Page text:
After spending some time together, we got a call that (Big) Tera's mother, Pat, and sister, Abby, had come to visit. I was thrilled that they were my first visitors. Of course, Barry had hosted dozens more before this, but these were my first. Because I was just learning everything myself, I wasn't able to explain too much to them. We mostly just sat in amazement at the fact that Tera was here, alive, and seemed to be doing well. "Wow" was said a lot.
The rest of the day was spent learning NICU rules and procedures (sounds a little like the first day of third grade). MyGoo and Doc came up to meet Tera and, of course, to provide whatever support I needed. A cardiologist came in at some point to do an echocardiogram on Tera's heart. He found that she has a Patent Ductus Arteriosis (I apologize for the spelling), or PDA. This means that the ductus arteriosis (space between her heart and lungs) is opened (patent). This normally closes naturally when a baby is born full term and takes their first big cry. Many preemies have them, so this is nothing to worry about now. Barry left soon after that just to get out and get some air.
In the early evening, Tera made her first dramatic move on me. She waited until all of my visitors had left so that I was there with only the nurses. When Susan flipped her over, Tera's oxygen tube came loose, and she extubated herself. The respiratory therapist rushed right in, followed closely by a team of doctors.
For several minutes, there was a lot of discussion about what to do next. She'd been doing so well on her oxygen, should we wait and see how she does off the ventilator? For those several minutes I stood right beside her incubator and watched my tiny baby struggle to breathe. Because all of the tubes and tape were off her face, the RT asked if I wanted to take a picture of her.
I hate this picture. All it does is remind me of her struggle and mine. Eventually, I broke down into tears and walked to the back of the room where Nonna and Poppa stood. They had arrived shorty after her extubation. It was at this point that Dr. Sims made the decision to reintubate. "We don't want to set her up to fail. Slow and steady." I couldn't agree more.

Task list:
1) Please return the NICU account from "I hate this" up to and including "couldn't agree more.", copied word for word.
2) Answer these questions from the NICU account:
(a) What are the names of the narrator's first visitors?
(b) What condition did the cardiologist find with the echocardiogram?
(c) Who made the decision to reintubate Tera?
3) Name every visitor that the NICU account identifies by name.

Supplied data:
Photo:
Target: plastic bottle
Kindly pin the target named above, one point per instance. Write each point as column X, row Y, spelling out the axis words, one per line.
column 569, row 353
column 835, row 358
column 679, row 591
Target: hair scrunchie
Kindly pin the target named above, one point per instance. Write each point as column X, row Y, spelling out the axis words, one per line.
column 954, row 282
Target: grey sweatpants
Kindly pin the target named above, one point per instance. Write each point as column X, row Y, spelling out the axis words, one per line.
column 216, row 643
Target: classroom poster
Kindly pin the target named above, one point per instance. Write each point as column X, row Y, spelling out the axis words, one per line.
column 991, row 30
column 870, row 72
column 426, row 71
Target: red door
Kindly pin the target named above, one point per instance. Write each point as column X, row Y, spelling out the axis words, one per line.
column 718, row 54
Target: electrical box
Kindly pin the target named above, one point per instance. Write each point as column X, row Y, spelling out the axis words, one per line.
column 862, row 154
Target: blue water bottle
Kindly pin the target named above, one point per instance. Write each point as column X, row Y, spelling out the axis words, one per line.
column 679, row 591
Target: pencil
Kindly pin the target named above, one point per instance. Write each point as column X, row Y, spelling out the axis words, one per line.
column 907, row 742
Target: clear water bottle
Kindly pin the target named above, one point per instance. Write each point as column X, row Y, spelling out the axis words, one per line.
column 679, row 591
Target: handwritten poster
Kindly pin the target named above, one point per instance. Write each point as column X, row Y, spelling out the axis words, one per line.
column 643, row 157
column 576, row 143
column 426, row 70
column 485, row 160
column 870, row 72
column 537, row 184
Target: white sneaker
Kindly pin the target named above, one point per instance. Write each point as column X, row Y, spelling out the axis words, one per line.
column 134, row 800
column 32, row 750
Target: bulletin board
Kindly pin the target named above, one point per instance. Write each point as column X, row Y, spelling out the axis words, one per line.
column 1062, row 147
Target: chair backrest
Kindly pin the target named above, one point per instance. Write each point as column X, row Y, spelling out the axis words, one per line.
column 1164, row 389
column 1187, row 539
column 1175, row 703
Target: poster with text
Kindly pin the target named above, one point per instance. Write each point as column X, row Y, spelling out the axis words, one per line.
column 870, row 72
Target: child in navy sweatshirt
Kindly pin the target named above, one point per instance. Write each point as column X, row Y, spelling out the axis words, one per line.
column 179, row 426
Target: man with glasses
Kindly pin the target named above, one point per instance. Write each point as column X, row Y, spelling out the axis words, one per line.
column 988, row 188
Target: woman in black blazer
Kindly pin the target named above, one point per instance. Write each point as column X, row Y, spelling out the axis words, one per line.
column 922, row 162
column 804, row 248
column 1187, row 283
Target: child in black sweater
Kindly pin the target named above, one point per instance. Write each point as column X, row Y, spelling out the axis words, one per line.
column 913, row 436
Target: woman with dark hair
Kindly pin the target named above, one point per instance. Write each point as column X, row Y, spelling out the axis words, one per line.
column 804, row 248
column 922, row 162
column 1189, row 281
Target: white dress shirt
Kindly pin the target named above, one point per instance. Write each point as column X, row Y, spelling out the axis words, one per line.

Answers to the exercise:
1)
I hate this picture. All it does is remind me of her struggle and mine. Eventually, I broke down into tears and walked to the back of the room where Nonna and Poppa stood. They had arrived shorty after her extubation. It was at this point that Dr. Sims made the decision to reintubate. "We don't want to set her up to fail. Slow and steady." I couldn't agree more.

2)
(a) Pat and Abby
(b) A Patent Ductus Arteriosis, or PDA
(c) Dr. Sims

3) Pat, Abby, MyGoo, Doc, Nonna, Poppa